(Entries taken from a collection)
******
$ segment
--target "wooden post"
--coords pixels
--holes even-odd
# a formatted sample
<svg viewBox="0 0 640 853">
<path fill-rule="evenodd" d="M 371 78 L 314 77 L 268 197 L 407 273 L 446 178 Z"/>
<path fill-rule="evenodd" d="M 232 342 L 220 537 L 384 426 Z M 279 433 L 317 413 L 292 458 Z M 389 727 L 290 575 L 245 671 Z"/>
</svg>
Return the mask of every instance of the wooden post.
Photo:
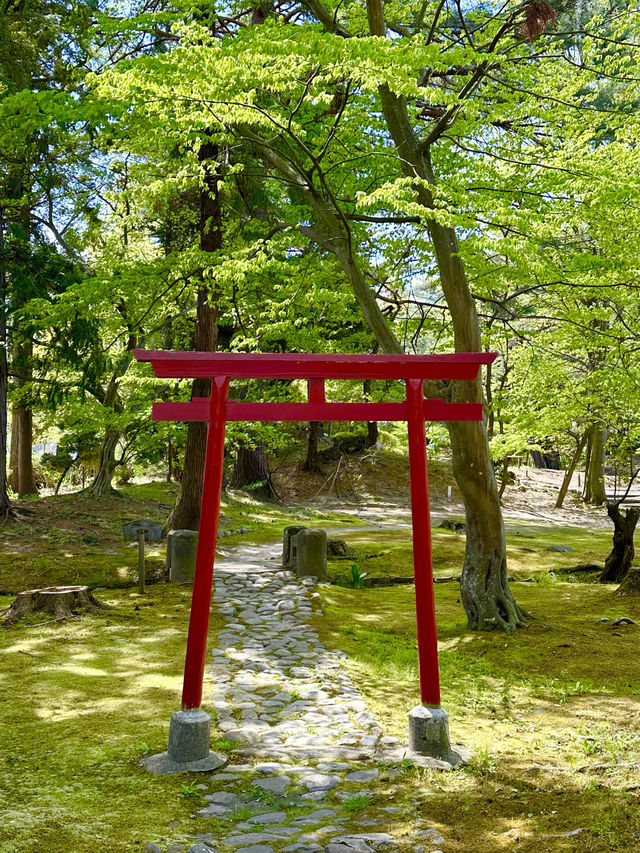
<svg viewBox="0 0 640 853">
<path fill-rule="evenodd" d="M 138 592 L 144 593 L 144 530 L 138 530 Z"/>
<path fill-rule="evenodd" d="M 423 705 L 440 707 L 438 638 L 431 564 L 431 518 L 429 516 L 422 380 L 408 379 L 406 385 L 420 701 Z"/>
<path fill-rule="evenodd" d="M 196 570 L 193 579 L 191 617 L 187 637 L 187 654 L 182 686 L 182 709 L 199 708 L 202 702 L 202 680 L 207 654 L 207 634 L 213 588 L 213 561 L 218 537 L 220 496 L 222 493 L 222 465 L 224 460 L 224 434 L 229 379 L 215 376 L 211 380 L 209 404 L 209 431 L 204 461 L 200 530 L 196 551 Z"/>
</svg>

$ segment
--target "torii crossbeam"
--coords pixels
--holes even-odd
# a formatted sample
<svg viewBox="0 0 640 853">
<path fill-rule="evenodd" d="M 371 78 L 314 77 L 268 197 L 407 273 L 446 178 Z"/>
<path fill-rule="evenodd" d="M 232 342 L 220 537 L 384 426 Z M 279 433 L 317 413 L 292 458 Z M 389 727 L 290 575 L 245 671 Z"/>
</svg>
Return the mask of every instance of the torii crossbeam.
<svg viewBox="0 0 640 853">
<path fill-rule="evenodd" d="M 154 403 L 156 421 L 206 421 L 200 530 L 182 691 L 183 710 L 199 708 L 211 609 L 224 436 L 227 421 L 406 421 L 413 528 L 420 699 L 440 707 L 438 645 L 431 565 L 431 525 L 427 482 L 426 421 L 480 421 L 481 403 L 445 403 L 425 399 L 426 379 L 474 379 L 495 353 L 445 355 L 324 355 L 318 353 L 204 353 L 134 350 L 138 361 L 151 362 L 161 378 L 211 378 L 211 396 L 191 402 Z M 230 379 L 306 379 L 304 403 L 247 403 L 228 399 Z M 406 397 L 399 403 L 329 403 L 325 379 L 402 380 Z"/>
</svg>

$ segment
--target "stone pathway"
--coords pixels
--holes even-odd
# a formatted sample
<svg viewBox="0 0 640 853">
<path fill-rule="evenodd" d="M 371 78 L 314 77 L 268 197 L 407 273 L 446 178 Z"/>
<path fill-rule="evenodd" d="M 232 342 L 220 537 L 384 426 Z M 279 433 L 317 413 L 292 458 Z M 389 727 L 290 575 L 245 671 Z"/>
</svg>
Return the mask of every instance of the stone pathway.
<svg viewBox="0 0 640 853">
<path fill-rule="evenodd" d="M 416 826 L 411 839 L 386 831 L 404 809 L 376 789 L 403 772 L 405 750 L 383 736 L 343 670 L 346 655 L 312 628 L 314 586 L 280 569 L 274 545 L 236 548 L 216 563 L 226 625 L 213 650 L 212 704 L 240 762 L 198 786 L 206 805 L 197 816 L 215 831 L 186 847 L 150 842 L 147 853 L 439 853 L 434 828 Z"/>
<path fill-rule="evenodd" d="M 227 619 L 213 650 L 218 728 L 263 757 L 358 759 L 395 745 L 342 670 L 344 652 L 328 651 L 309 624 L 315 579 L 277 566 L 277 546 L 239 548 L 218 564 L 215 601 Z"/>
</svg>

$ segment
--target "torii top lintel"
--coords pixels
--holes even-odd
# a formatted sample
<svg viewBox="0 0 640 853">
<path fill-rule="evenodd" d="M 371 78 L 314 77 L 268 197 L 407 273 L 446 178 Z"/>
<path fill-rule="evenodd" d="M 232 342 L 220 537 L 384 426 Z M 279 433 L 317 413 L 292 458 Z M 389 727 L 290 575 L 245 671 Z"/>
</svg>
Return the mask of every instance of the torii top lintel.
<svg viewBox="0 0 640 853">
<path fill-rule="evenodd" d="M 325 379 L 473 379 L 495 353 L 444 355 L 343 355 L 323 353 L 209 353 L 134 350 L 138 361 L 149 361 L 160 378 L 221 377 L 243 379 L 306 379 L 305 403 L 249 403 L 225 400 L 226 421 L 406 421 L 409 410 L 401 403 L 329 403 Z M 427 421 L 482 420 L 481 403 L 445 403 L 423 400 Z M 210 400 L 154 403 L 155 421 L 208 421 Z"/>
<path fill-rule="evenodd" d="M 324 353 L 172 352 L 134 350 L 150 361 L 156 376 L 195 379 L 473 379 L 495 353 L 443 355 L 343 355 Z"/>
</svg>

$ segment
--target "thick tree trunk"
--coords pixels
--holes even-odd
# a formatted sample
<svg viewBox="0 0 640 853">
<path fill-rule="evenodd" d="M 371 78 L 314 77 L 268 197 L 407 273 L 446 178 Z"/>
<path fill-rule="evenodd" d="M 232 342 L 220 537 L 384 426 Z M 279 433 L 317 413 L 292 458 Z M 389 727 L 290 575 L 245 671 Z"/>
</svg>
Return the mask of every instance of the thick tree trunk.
******
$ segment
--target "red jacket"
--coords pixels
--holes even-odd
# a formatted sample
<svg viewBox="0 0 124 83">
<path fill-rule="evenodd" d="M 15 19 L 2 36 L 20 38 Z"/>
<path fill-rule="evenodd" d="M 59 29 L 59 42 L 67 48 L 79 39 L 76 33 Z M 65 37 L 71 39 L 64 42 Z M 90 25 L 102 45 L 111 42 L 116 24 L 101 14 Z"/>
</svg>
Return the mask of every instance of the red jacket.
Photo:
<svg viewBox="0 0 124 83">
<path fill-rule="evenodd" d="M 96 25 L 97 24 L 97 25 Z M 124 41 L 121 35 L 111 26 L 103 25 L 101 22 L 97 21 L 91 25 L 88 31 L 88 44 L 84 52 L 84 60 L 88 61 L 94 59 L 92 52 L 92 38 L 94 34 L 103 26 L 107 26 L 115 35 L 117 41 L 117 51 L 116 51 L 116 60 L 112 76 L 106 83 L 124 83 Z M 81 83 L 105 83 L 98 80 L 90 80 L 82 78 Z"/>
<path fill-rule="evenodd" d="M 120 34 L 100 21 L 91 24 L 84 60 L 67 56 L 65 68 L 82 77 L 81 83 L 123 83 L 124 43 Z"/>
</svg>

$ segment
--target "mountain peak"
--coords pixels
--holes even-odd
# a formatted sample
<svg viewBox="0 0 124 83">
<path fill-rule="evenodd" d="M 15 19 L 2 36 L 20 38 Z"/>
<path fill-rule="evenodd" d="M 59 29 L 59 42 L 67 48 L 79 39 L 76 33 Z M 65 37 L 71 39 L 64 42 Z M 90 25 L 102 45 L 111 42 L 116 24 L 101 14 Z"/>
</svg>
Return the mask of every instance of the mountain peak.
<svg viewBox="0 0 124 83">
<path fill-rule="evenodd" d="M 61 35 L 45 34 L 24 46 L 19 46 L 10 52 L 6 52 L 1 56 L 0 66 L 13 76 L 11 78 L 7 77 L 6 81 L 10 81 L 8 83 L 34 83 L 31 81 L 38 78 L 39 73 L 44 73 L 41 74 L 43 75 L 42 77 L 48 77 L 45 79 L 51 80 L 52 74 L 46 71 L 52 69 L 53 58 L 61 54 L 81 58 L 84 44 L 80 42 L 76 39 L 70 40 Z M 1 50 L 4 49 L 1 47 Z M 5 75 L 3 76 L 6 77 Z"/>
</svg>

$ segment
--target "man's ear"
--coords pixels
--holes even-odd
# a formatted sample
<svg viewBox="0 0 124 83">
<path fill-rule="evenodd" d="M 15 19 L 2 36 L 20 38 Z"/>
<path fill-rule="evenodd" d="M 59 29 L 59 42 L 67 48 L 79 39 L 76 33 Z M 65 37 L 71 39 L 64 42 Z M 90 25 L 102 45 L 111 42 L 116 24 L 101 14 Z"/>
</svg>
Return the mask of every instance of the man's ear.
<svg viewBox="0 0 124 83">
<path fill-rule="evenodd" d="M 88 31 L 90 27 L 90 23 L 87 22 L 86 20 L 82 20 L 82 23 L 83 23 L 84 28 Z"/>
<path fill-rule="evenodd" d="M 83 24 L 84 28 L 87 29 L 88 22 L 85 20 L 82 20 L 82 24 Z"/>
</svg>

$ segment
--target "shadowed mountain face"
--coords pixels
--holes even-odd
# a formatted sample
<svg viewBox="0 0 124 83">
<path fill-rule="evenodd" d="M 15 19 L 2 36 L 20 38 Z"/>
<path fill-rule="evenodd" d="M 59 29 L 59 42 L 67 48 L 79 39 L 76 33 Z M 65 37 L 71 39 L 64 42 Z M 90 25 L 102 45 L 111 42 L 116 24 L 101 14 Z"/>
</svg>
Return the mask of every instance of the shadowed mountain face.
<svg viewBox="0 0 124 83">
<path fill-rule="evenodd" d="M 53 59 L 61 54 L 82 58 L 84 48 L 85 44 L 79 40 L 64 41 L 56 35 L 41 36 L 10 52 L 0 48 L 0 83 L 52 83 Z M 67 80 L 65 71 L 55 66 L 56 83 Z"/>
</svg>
******
» **Exercise directions**
Which lines above hold the string "post"? Please copy all of them.

» **Answer to the exercise**
--target "wooden post"
Return the mask of every instance of the wooden post.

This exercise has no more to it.